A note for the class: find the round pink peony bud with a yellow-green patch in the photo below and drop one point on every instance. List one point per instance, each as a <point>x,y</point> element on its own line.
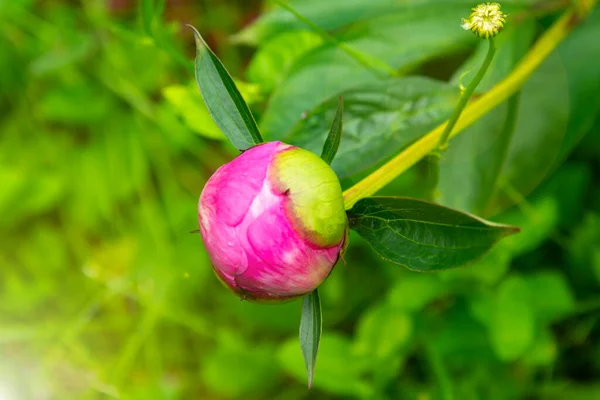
<point>273,222</point>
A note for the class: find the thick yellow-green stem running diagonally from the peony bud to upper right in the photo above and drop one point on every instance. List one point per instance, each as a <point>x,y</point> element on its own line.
<point>499,93</point>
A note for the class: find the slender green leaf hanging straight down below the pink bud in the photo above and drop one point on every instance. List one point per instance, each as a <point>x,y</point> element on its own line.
<point>310,332</point>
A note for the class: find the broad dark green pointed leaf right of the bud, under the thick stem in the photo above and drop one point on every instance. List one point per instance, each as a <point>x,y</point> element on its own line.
<point>423,236</point>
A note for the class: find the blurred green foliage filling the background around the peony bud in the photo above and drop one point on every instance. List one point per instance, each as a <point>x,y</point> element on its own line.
<point>105,145</point>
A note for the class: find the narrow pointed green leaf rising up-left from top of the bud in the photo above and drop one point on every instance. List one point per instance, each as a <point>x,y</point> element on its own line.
<point>223,100</point>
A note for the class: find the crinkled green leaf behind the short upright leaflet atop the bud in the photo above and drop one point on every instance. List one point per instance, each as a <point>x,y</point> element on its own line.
<point>379,120</point>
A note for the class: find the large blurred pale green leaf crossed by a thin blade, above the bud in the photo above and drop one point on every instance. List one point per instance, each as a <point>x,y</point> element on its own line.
<point>432,32</point>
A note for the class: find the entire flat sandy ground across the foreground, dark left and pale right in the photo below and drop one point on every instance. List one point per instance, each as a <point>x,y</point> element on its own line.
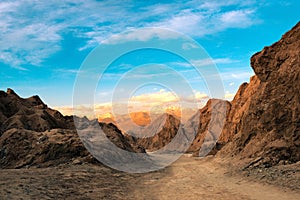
<point>187,178</point>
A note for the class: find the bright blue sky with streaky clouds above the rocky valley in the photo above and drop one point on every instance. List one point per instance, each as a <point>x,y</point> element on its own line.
<point>44,44</point>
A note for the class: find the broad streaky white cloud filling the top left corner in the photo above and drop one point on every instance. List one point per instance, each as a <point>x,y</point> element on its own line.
<point>32,31</point>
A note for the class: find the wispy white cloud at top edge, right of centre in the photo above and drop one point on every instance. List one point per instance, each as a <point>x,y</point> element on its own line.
<point>210,18</point>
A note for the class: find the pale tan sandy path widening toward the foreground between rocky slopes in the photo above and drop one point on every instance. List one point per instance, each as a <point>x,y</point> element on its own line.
<point>192,178</point>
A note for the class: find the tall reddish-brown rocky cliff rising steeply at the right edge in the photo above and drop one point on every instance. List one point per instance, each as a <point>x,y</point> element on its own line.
<point>262,125</point>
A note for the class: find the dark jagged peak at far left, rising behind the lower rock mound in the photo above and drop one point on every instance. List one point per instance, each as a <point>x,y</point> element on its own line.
<point>30,113</point>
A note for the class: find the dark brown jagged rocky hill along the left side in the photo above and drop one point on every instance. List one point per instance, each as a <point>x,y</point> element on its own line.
<point>34,135</point>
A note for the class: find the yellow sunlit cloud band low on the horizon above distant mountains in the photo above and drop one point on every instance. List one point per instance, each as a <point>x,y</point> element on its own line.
<point>159,100</point>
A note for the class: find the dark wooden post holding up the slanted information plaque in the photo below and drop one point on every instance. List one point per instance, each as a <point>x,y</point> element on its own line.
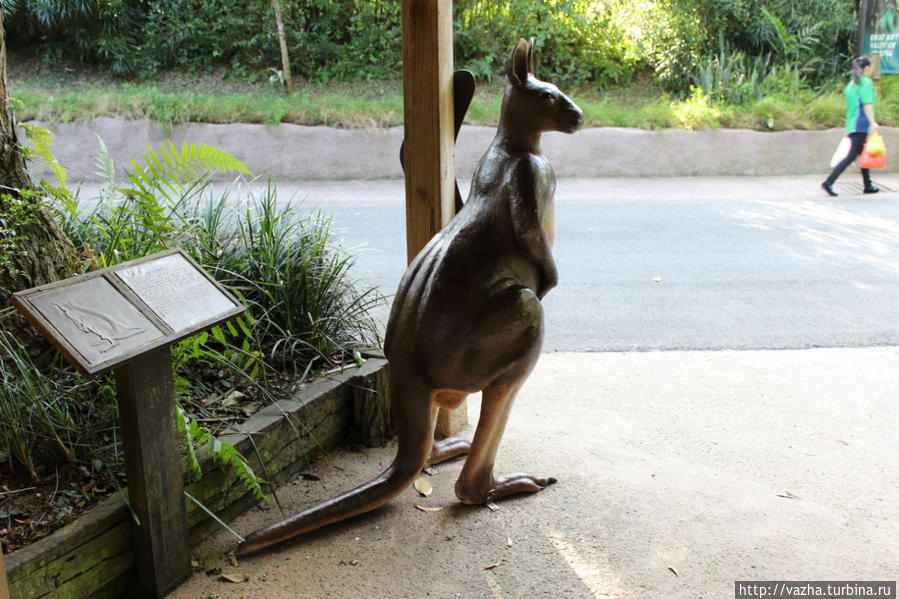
<point>145,389</point>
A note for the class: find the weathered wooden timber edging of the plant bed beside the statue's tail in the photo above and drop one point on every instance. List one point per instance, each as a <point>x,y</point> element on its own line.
<point>92,557</point>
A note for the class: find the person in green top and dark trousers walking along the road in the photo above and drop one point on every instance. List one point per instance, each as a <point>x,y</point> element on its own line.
<point>860,121</point>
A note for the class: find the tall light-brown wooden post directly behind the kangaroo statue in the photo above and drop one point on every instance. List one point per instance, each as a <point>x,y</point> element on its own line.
<point>428,123</point>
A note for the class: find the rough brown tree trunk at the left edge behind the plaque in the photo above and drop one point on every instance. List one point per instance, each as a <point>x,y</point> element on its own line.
<point>43,252</point>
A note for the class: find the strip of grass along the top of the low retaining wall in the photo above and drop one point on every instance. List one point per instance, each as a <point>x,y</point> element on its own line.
<point>739,95</point>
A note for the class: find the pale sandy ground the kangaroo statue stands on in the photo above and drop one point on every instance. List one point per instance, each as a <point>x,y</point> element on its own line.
<point>679,473</point>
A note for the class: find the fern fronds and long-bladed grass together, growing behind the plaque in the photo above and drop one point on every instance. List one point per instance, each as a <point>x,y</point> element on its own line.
<point>303,302</point>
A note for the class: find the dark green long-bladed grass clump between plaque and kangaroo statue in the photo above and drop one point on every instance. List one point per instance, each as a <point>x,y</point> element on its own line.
<point>305,303</point>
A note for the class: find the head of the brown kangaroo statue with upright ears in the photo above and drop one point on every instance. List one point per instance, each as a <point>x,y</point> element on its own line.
<point>531,106</point>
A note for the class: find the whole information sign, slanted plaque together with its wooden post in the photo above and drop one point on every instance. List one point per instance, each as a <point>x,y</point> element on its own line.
<point>125,317</point>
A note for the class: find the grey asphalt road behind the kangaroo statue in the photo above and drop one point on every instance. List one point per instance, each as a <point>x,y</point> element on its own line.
<point>687,263</point>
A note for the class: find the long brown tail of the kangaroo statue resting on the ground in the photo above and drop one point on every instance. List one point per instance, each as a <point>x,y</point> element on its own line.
<point>415,432</point>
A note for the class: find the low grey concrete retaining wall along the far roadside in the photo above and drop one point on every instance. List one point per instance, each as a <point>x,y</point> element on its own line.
<point>293,152</point>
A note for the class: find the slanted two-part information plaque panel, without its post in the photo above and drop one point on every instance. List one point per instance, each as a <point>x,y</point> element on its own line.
<point>106,317</point>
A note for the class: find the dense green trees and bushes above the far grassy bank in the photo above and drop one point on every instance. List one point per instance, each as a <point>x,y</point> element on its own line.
<point>598,42</point>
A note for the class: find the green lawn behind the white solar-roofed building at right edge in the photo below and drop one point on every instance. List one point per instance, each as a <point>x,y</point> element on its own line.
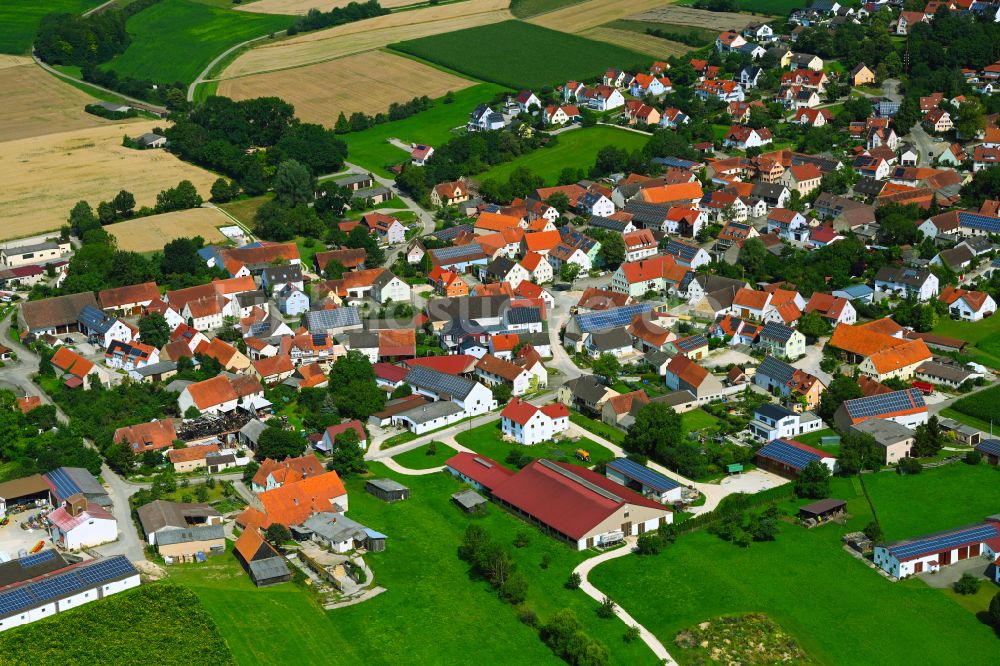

What is being asked: Pictures aside, the material must be written out word for word.

Solution to this task:
A note for the class: find the round pink peony bud with a yellow-green patch in the photo below and drop one point on every instance. List one point per instance, each as a <point>x,y</point> element on its own line.
<point>273,222</point>
A note for the class: find the thick yellow-green stem running diagonally from the peony bud to upper right in the photo above and drop one point on every instance. List one point per instance, each as a <point>x,y</point> element on its own line.
<point>499,93</point>
A note for the class: find the slender green leaf hanging straight down below the pink bud in the photo above and drop one point on every instance. List one point per instance, each as a <point>x,y</point> element on its own line.
<point>310,332</point>
A note for the class: find the broad dark green pointed leaf right of the bud, under the thick stem in the photo above and drop one point on every instance. List one point per instance, each as a <point>x,y</point> element on its own line.
<point>423,236</point>
A note for the class: find the blurred green foliage filling the background around the peony bud in the photo above and drop one point on every instance. List one point per instance, each as a <point>x,y</point> element on its own line.
<point>105,145</point>
A note for the class: find the narrow pointed green leaf rising up-left from top of the bud in the photo above and drop one point on every instance. List one point per instance, each as a <point>x,y</point> element on its own line.
<point>223,100</point>
A note for the class: find the crinkled green leaf behind the short upright leaflet atop the bud in the photo above and drop one point on every instance. List one point per instance, each as a <point>x,y</point> element on its own line.
<point>379,120</point>
A note for the class: find the large blurred pale green leaf crossed by a thin blade, above the bud in the photo above and drop one point on every instance. List one point per instance, each as a <point>x,y</point> element on its own line.
<point>432,32</point>
A note for the class: find the entire flat sandy ground across the foreground, dark left and pale right in the photo below and drop one point on every instance. List one point per instance, each as a <point>x,y</point> element on its own line.
<point>187,178</point>
A note for the class: find the bright blue sky with streaky clouds above the rocky valley in the photo above and drop one point on every instance. List one point per instance, each as a <point>x,y</point> element on its own line.
<point>44,44</point>
A note for the class: find the broad streaky white cloud filling the top left corner in the photo above and drop one point on every instance. List one point per instance, each as a <point>x,y</point> element on its own line.
<point>32,31</point>
A note for the class: find the wispy white cloud at top edge, right of centre in the photo above and drop one point on every instance. List one point per instance, each as a <point>x,y</point> element on its own line.
<point>210,18</point>
A note for the class: find the pale tan sandy path widening toward the foreground between rocky slopes in the photo above and drop one point on every instance. List one point per instance, each as a <point>x,y</point> element on its own line.
<point>192,178</point>
A note for the class: find the tall reddish-brown rocky cliff rising steeply at the right edge in the photo above and drop one point on every instance. List one point per instance, each as a <point>x,y</point> element on its own line.
<point>262,125</point>
A note for the class: find the dark jagged peak at far left, rising behind the lower rock mound in the photo above and drop one point on every instance. List one point per instance, each as a <point>x,y</point> element on its own line.
<point>30,113</point>
A note for the class: find the dark brown jagged rocky hill along the left side in the photo above and drop one point on every instance. List one point per instance, each as a <point>x,y</point> element on its own line.
<point>34,135</point>
A note for the class: find the yellow sunlit cloud band low on the horizon above distant mountains in the photo above and drop one point on every instance. List one point per instance, each as a <point>x,y</point> element on its own line.
<point>159,100</point>
A note for the class: find the dark wooden post holding up the slanted information plaque in the photo below and drop one point on every instance. List one point per instance, each as a <point>x,y</point> element on its own line.
<point>145,389</point>
A note for the class: find the weathered wooden timber edging of the plant bed beside the statue's tail in the photo above and drop one point on every instance. List one point per instance, each as a <point>x,y</point> element on its own line.
<point>92,557</point>
A note for the class: find the person in green top and dark trousers walking along the road in the photo above and drop one point on every instance. List one point per instance, each as a <point>x,y</point> element on its own line.
<point>860,121</point>
A note for the class: find the tall light-brown wooden post directly behind the kangaroo statue in the photo above and drop one point on every instance. List one point per instance, each as a <point>x,y</point> element on its own line.
<point>428,123</point>
A note for the class: find the rough brown tree trunk at the left edge behind the plaque in the photo above and drop one point on every instance. List one point per instance, each as a <point>x,y</point> element on its own line.
<point>43,252</point>
A note for the class: find the strip of grass along the top of the low retaining wall in the photo above and drop one point on every instance. List one point per instance, each as a <point>x,y</point> element on its own line.
<point>739,95</point>
A note for the class: find the pale sandy ground the kangaroo statue stands on in the photo above and drop one point on every instance. List one point per instance, each as a <point>x,y</point> element on its own line.
<point>679,473</point>
A note for the class: find the fern fronds and long-bladed grass together, growing behind the plaque in the photo above and drop one point on every instance. List one point per instance, each as a <point>x,y</point> element on its own line.
<point>303,302</point>
A note for the class: find the dark green long-bladed grass clump between plaque and kangaroo statue in the photo above and drop one point on every instance. List one point per instance, each as a <point>x,y</point> element on its own line.
<point>305,303</point>
A note for the class: find the head of the brown kangaroo statue with upright ears in the photo above and drop one point on every instance. List one point per instance, each as a <point>x,y</point> element on its own line.
<point>531,106</point>
A note for the class: find the whole information sign, slanted plaque together with its wooden post in the photo above and drop one point on every instance. List one point per instance, each as a <point>x,y</point> element on its own line.
<point>125,317</point>
A note for the class: find the grey asphalt road behind the kangaroo statue in the photo above and drop one point on every instance. List one point per instance, each as a <point>x,y</point> element on its own line.
<point>687,263</point>
A note for the class: find the long brown tail of the kangaroo statue resting on the ground in the photo above and drop one point on every instance. List one point per instance, each as a <point>x,y</point> element on its own line.
<point>415,432</point>
A note for the class: find the low grey concrete retaining wall along the far roadside in the photo above and drop one point on every instance. List one point per instance, each as a <point>x,y</point> element on its own line.
<point>293,152</point>
A note for the class: find the slanted two-part information plaque panel, without its post in the photo above and drop one point on every instance. List one point per instance, each as a <point>x,y</point> element on its own line.
<point>106,317</point>
A note for the class: find the dense green trees and bushes above the far grassy bank in the photo above and drop one point on every instance. List one point per instance, each as a <point>x,y</point> element on its own line.
<point>598,42</point>
A note for the class: find the green lawn behind the white solar-roofed building at right edge in the photo below and drop one point on every instance. List one point per instance, each as a <point>x,y</point> element on its own line.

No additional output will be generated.